▶ [Exercise prompt]: The answer must repeat every record exactly, with all pictures omitted.

>>

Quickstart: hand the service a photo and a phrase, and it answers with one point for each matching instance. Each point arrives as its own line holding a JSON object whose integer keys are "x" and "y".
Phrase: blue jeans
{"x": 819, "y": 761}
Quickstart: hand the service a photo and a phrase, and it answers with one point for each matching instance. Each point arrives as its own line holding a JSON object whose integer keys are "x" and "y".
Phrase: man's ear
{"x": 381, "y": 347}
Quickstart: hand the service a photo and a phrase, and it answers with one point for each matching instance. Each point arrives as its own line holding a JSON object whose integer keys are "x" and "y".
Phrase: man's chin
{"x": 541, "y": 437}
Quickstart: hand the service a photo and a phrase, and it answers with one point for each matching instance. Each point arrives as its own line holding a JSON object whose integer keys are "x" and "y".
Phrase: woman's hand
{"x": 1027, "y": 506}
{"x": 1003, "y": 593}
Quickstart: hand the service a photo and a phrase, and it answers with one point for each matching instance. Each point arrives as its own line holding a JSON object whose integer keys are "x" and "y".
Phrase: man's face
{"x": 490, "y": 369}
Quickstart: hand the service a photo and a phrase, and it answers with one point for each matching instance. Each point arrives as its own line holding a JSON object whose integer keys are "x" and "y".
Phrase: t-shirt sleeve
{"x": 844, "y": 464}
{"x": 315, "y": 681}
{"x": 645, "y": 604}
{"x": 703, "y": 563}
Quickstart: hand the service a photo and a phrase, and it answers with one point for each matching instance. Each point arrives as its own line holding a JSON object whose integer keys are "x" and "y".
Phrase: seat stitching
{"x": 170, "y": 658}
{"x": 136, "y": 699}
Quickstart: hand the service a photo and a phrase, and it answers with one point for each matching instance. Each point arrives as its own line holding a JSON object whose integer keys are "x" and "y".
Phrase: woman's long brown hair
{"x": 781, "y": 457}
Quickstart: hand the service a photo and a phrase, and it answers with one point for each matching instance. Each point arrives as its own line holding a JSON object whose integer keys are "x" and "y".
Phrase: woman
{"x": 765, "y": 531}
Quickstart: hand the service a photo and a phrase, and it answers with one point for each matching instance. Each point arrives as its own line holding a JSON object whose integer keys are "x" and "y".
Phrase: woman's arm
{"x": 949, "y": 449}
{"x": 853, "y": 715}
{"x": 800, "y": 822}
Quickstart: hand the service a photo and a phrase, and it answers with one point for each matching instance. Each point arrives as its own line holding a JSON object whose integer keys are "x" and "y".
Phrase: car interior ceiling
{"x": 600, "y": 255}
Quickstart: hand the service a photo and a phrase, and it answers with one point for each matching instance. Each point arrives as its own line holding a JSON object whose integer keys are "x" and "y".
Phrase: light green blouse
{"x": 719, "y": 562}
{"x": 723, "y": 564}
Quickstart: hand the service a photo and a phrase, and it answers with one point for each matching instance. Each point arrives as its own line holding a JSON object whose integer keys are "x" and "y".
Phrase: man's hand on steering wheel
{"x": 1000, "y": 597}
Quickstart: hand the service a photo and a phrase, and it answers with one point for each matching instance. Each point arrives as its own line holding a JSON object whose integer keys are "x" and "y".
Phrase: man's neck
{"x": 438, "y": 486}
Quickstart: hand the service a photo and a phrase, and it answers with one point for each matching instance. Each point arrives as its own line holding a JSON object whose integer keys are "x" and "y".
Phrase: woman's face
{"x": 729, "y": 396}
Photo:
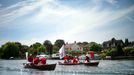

<<

▶ [Solution]:
Quickstart: hand the service a photo and a phrase, and it answers with one point for each matching instance. Each point arrives as its own line holding a JSON object whose integer keys are "x" and "y".
Phrase: blue jeans
{"x": 819, "y": 761}
Quickstart: hand the service a photo and a phrase, and it answers with one point for each matching instance. Each point arrives as its own line holding a JSON object whose integer keys are "x" and "y".
Phrase: man's ear
{"x": 381, "y": 347}
Quickstart: hand the service a photo and a phrase, and it answers with one point for each matching instance. Each point arrives as its own line holding a JSON object whose integer keys are "x" and "y".
Phrase: man's chin
{"x": 541, "y": 437}
Quickstart: hand the service a photo and a phrase, and it answers with one point for each matching instance. Each point arrives as its own line holding a JSON object whose integer keys are "x" and "y".
Phrase: woman's hand
{"x": 1027, "y": 506}
{"x": 1003, "y": 593}
Quickstart: hand the service a photo and a phrase, and it answers with one point for each matching instance. Each point arrives as its own line holding a JSON object whose integer keys are "x" and "y".
Phrase: man's face
{"x": 490, "y": 369}
Quickstart: hand the service a photo and a phrase, and it answers with one point for each matching instance. Each point arrives as its own line holding a JSON object whose integer keys are "x" and "y".
Phrase: t-shirt sleeve
{"x": 844, "y": 464}
{"x": 315, "y": 681}
{"x": 645, "y": 604}
{"x": 703, "y": 563}
Quickstart: hand the service a photo and a phrase, and it answers with one point for each matching instance. Each point arrives as its own line holding a JSON object whose integer keys are "x" and "y".
Phrase: seat stitching
{"x": 170, "y": 658}
{"x": 136, "y": 699}
Quickstart: hand the service a photo and a phrase, and it answers with one point for each matching instance. Each point arrives as its own line holding a JSON object whose integer keys are "x" and "y".
Phrase: woman's long brown hair
{"x": 781, "y": 457}
Quickstart: hand the service a photo and a phrase, and it answers with one point for each matching instance. Each point arrives as its own line holding a JSON object whose integer keys are "x" and "y".
Phrase: woman
{"x": 765, "y": 531}
Quickstart: hand the service a photo and a phrase, and it answers with one point for each matching instance. Each point arrives as its own line holding a JSON object whose integer keys are "x" and "y".
Phrase: woman's arm
{"x": 949, "y": 449}
{"x": 853, "y": 715}
{"x": 800, "y": 822}
Quickstart: hand the service a photo and a phrase, and it answers with one point for each matching instance. Each point arrives as its own line holding a JSON object whose integer keys are "x" and "y".
Phrase: car interior ceiling
{"x": 600, "y": 255}
Quickstart: hand the service a photo and a phrase, and it answers with one point for each matching instance. Each point arrives as its own line holding a JSON object whose integer keys are "x" and "y".
Phrase: light green blouse
{"x": 719, "y": 562}
{"x": 723, "y": 564}
Quickstart: hand the service a photo and a phrase, and it answers with one point for each matching instance. Each point arrives as its own line holding a JSON object whose integer keys are "x" and "y".
Phrase: man's hand on steering wheel
{"x": 1000, "y": 597}
Quickstart: hand the service a photo and a phrase, and it answers with one point for each matching instance. Each point arrives as its own line holding a JSON object whose integer keys are "x" and "y".
Phrase: man's neck
{"x": 438, "y": 486}
Quickstart: hand the service a photo and a phrase, and it answers with one point for each matching instance. Each point arrives as its own line holding a JSON object whose integer keys are "x" and "y".
Phrase: woman's face
{"x": 729, "y": 396}
Photo:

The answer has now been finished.